__本文抜粋__

════

患者さんの不安を和らげ、くつろぎの場を提供したい
2021.03.12

学びと癒しの場「患者図書室」で医療の質の向上に取り組む

千葉 済生会習志野病院
Let’s SINC
患者図書室のサービスを充実させ、不安を抱えがちな患者さんにリラックスと情報収集の場を提供する

病院の最上階にある、患者さんに人気の場所とは

「突然の入院で動転しましたが、ここで落ち着いて将来を考えられたんですよ」と語る入院患者のAさんが向かったのは、千葉県・済生会習志野病院の最上階、8階フロア。そこには習志野、幕張を一望できる屋上庭園があります。緑に囲まれた眺めの良い場所ですが、Aさんの目的地は庭園の手前、2001年に開設された患者図書室「あおぞら」です。

「あおぞら」に隣接する屋上庭園からの眺め

習志野病院の患者図書室利用者からは、「自分の病気を調べて納得できると不安が軽減される」「待ち時間に身体について学べる」といった声が届きます。診療ガイドラインなどの医学書や一般書約950点が閲覧可能で、患者さんやその家族など年間2万人以上が訪れるといいます。2012年には伊藤忠記念財団から「病院施設子ども読書支援」の助成金30万円を受けて児童書などが充実したり、小説や漫画、絵本などは一般の方や職員から毎月約60冊もの寄贈があったりと、蔵書数は拡充中。受け入れ時は司書が一冊ずつ選書しています。特に人気があるのは「がん情報サービス」の冊子だそうです。

時代に合った情報提供の場である「患者図書室」

一般的に、病院の図書室には「病院図書室」と「患者図書室」の2種類があります。前者は医師や看護師など医療従事者や病院職員が医学情報を得るために利用するものです。医療法の第22条には、地域医療支援病院が有していなければならない施設として、集中治療室や病理解剖室などと並んで図書室が明記されており、常に新しい情報や広く深い知識に医療従事者が触れることの必要性を示しています。
一方、後者の「患者図書室」は医療の受け手である患者さんのための施設で、自分の病気などについて知ることができる場所です。2007年の医療法の改正では「医療の担い手は、医療を提供するに当たり、適切な説明を行い、医療を受ける者の理解を得るよう努めなければならない」の条文が追加されました。インフォームドコンセントが普及した現代において、医療内容に対する自己決定権を持つ患者さんが医師からの説明をより正確に理解するためにも、専門的な情報を得る場所が病院内にあることは、時代のニーズに適応したサービスともいえるのではないでしょうか。

コンセプトは「開放感のある空間」

習志野病院では2018年度から、患者図書室を通じて医療の質向上に取り組んでいます。日本医学図書館協会の認定資格である「ヘルスサイエンス情報専門員」を持つ司書2人が、病気や身体についてなどの問い合わせにも対応しています。

════

__作業指示__
本文抜粋によると、患者図書室「あおぞら」は何年に開設されたか。

__提供データ__
════

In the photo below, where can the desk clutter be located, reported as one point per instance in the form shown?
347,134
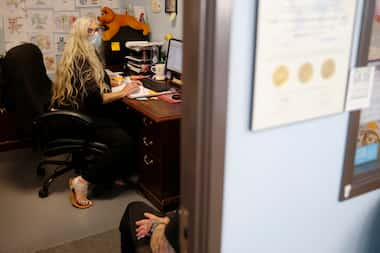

════

__解答__
2001年に開設された。